[DESCRIPTION OF THE TASK]
Check every line below for the word "black" and copy each one that has it.

Collected data
·····
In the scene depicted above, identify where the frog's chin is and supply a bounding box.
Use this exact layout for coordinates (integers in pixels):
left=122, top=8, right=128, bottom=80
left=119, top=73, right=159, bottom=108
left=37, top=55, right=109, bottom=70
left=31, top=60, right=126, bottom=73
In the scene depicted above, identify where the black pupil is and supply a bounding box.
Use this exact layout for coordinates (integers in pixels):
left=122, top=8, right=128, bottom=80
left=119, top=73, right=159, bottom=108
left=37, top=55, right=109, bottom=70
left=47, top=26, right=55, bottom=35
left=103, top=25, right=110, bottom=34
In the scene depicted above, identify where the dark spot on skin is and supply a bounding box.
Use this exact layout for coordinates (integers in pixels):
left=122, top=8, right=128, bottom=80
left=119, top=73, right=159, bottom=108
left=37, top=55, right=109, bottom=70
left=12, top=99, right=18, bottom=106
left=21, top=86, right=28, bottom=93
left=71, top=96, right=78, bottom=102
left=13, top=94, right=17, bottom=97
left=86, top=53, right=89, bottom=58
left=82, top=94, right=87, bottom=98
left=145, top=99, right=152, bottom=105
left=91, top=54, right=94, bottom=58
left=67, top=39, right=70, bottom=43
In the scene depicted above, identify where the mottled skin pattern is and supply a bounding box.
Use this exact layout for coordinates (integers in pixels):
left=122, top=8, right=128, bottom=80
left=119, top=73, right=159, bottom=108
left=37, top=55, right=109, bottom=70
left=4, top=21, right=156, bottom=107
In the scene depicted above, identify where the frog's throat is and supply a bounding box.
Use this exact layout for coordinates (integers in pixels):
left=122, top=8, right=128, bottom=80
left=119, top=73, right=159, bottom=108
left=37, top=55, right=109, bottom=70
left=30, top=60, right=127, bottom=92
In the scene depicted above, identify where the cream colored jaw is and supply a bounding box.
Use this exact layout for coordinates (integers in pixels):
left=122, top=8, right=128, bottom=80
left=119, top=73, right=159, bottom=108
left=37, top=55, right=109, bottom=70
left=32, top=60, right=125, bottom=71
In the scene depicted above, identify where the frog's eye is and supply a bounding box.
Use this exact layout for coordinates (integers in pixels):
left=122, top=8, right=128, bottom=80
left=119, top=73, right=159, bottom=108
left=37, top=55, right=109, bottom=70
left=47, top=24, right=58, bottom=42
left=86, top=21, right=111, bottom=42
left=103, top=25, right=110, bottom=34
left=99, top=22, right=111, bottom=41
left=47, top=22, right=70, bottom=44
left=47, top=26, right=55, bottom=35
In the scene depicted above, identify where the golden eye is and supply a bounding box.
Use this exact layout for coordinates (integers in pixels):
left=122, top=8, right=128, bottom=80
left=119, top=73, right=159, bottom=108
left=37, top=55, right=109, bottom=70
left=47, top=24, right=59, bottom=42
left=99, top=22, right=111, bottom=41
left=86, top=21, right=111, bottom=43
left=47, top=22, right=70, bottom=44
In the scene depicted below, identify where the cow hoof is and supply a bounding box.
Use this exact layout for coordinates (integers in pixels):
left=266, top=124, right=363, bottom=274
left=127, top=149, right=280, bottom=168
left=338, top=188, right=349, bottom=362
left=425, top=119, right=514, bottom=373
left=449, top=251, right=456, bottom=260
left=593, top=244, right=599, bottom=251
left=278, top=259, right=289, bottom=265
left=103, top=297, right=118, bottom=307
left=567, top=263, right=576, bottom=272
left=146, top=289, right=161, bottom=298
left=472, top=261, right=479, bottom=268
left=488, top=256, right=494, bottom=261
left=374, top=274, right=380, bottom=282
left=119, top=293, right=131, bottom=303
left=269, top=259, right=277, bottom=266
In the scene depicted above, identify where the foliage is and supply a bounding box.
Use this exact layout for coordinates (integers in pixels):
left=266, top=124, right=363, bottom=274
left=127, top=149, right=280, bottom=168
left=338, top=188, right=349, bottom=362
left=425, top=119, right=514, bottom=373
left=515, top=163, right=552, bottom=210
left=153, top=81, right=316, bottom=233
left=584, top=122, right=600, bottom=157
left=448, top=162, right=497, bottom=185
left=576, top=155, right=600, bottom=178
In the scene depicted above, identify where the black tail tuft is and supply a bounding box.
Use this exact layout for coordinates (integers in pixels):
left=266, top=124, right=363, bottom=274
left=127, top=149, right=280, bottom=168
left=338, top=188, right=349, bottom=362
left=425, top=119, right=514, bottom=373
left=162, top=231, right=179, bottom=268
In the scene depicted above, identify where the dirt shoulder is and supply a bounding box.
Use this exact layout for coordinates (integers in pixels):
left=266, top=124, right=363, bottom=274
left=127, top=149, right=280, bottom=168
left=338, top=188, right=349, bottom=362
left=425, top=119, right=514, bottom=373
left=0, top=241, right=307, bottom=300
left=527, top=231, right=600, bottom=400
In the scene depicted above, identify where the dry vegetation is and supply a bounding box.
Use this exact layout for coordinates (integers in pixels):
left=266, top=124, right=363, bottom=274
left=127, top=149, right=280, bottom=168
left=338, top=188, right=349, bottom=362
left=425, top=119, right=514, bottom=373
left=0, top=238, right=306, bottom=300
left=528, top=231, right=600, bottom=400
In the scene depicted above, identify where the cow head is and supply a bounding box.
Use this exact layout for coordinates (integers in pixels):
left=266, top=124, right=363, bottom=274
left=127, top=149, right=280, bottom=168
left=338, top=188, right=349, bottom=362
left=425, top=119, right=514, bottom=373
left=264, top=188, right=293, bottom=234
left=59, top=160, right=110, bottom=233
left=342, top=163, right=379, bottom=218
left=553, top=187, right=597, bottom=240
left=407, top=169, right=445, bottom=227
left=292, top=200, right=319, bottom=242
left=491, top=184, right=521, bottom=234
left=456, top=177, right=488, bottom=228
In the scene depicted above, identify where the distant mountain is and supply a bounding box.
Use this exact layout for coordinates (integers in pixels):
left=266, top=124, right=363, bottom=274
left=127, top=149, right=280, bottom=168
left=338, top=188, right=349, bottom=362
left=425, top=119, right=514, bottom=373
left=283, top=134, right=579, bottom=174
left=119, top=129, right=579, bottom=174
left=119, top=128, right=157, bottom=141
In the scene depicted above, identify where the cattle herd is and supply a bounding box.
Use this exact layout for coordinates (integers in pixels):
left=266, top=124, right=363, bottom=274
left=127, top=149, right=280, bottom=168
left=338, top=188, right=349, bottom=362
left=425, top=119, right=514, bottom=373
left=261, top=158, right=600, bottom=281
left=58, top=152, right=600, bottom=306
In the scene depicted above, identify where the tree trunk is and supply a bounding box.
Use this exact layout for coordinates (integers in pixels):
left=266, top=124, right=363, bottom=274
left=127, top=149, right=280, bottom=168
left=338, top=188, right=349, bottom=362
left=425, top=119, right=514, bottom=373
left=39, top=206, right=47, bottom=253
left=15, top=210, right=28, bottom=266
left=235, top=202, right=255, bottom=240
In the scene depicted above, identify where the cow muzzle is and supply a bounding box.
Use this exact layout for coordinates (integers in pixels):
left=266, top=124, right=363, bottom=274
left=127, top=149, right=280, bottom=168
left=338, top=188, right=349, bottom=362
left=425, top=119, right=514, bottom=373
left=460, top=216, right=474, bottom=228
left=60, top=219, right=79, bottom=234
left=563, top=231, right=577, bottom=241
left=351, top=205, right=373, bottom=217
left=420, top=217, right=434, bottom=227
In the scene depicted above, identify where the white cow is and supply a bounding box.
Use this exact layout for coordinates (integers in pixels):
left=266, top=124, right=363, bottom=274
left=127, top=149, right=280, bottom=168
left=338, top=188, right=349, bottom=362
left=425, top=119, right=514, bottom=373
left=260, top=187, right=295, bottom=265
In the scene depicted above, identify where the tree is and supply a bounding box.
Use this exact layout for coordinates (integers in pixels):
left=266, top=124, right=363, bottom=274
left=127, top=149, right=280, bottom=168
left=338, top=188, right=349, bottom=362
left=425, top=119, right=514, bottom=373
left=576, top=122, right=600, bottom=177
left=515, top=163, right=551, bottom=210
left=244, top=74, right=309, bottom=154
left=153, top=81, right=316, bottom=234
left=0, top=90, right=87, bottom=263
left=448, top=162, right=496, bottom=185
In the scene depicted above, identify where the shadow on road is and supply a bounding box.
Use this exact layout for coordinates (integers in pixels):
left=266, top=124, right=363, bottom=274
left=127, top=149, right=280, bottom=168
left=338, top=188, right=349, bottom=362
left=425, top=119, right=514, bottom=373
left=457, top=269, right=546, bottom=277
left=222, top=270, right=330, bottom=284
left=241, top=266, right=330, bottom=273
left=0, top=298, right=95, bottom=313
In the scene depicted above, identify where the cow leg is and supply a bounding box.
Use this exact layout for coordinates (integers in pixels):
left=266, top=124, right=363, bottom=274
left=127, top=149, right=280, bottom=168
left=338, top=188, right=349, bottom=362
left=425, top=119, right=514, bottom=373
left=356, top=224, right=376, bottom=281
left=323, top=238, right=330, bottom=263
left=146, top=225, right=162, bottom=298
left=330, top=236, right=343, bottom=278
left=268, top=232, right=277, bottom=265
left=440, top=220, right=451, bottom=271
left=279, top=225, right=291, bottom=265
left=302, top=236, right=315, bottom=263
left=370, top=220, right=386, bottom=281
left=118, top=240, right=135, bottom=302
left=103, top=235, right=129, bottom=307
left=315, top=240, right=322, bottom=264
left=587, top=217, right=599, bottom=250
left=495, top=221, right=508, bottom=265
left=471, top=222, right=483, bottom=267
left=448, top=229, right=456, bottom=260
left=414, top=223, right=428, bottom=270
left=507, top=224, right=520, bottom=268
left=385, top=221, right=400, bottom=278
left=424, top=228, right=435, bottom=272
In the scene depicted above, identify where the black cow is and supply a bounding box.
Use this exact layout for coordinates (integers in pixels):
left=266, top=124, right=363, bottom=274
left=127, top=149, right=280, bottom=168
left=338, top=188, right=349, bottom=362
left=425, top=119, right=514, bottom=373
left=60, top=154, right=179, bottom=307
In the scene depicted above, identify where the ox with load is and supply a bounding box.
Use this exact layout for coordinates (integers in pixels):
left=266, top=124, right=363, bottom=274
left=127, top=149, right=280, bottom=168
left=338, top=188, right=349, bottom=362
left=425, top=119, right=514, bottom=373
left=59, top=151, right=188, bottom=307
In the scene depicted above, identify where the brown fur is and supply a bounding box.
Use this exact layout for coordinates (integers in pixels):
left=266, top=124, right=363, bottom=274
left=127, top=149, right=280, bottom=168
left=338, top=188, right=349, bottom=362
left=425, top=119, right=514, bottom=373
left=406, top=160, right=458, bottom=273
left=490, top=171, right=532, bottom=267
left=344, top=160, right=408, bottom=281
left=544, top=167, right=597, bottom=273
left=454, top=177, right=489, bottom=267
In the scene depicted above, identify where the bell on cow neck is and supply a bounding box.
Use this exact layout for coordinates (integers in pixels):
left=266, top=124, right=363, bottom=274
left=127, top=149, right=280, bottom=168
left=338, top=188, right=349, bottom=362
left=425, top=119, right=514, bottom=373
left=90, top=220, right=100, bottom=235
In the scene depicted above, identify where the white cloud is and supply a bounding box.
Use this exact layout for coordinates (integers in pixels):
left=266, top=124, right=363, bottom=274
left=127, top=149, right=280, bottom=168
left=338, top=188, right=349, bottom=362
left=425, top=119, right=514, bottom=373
·····
[RESULT]
In the scene depicted above, identify where the black pupil is and supply a bounding box.
In the scene depicted above, identify where the black tail tuft is and supply a bounding box.
In the scene depicted above, identify where the black cow is and supply a bounding box.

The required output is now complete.